> [TASK DETAILS]:
Copy the stretch of the book review from "He’s dragged out" through "become deadly foes.", switching "cousin" to "sister".

He’s dragged out of obscurity when his mother hires him to rescue a cousin sold into slavery, only for him to stumble on a wraith-like creature from another realm. Together with old acquaintances, he and others must fight to defend the human realm against creatures gathering in the night, as former lovers become deadly foes.
It’s hard to connect with Ringil – he’s arrogant, often angry, and as one reviewer on goodreads noted, there isn’t much tenderness in the book – it’s pure conflict the whole way. That can drive narrative, but it can make it harder to connect with some of the characters. Still, a fun read if you’re after some good fantasy writing.
The Cold Commands is the second series in A land fit for heroes, Richard Morgan’s fantasy series. It follows more closely one of Ringil’s companions from the first book; but again, it pits a small group against the wraith-like creatures seeking to destroy humanity. It’s fun sci-fi, but it’s nothing incredible.
Market Forces is one of Morgan’s first books. It shows in the writing, which is rougher at points, but it has an interesting idea. It imagines a world where consultancies rule countries, replacing rulers at whim although they’re technically ‘hired’ by them, when in fact they compete with other consultants. Inside each company, as well, consultants battle each other, and across company lines, when they drive to the death to win contracts. It’s a weird little thought experiment, but one that makes for fun reading, and pulls out some of the absurdity of the corporate form. I also liked that it featured a protagonist who wasn’t seeking love, but instead was in the middle of a relationship that was falling apart (and that in fact he walks away from at the end of the novel) – it was a refreshing break from the usual romantic lines in a novel.
Another interesting thought experiment Morgan follows is of cities divided – between militarized, protected zones (liked walled compounds) where the wealthy and aspiring middle classes live, and those outside the walls, the once-working classes, who struggle and scrabble without the resources to survive as their society falls apart.
The protagonist struggles against those above him in the corporate hierarchy, and at times Morgan seems to suggest that he’ll throw them over over, for some kind of genuine change. In the end, though, he settles for simply ousting them, replacing their acolytes with his. It’s a disappointing ending, but perhaps one in line with Morgan’s view of humanity.
Quotes

Wearing a suit doesn’t make you smart, Chris. It just makes you greedy.

Wealth, in his experience, was not something the people who had it were at all keen to see trickling anywhere.

Everything is about politics, Carla. Politics is everything. Everything in human society anyway.

I’d say a practising free-market economist has blood on his hands, or he isn’t doing his job properly.

Books I won’t be finishing: Probably Approximately Correct and Nerve

There are a few books I’ve started, but not finished.

Probably Approximately Correct sounds very exciting. It’s about … it’s about learning, and algorithms, and universal laws. It’s about probably approximately correct learning theory. Beyond that, I couldn’t really tell you. I should have heeded the warnings, but this really does feel like I needed a stronger sense of computational mathematics, more time, and more focus to get anything out of it. If someone can dumb this down a level, I’d love to read a little more. Until then I’m passing.

Nerve is about teenagers playing an online game that gets too real and dangerous and … ugh. I couldn’t finish the book. I can’t remember if it was too awkward, characters making decisions that were too frustratingly dumb, or … what it was. Didn’t do it for me.

> [DATA]:
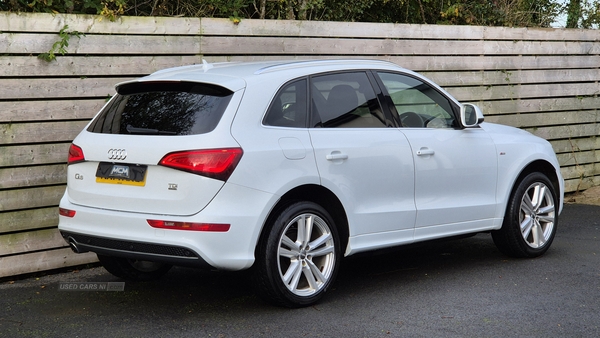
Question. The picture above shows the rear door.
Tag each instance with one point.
(362, 159)
(455, 169)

> [RESULT OF THE EXERCISE]:
He’s dragged out of obscurity when his mother hires him to rescue a sister sold into slavery, only for him to stumble on a wraith-like creature from another realm. Together with old acquaintances, he and others must fight to defend the human realm against creatures gathering in the night, as former lovers become deadly foes.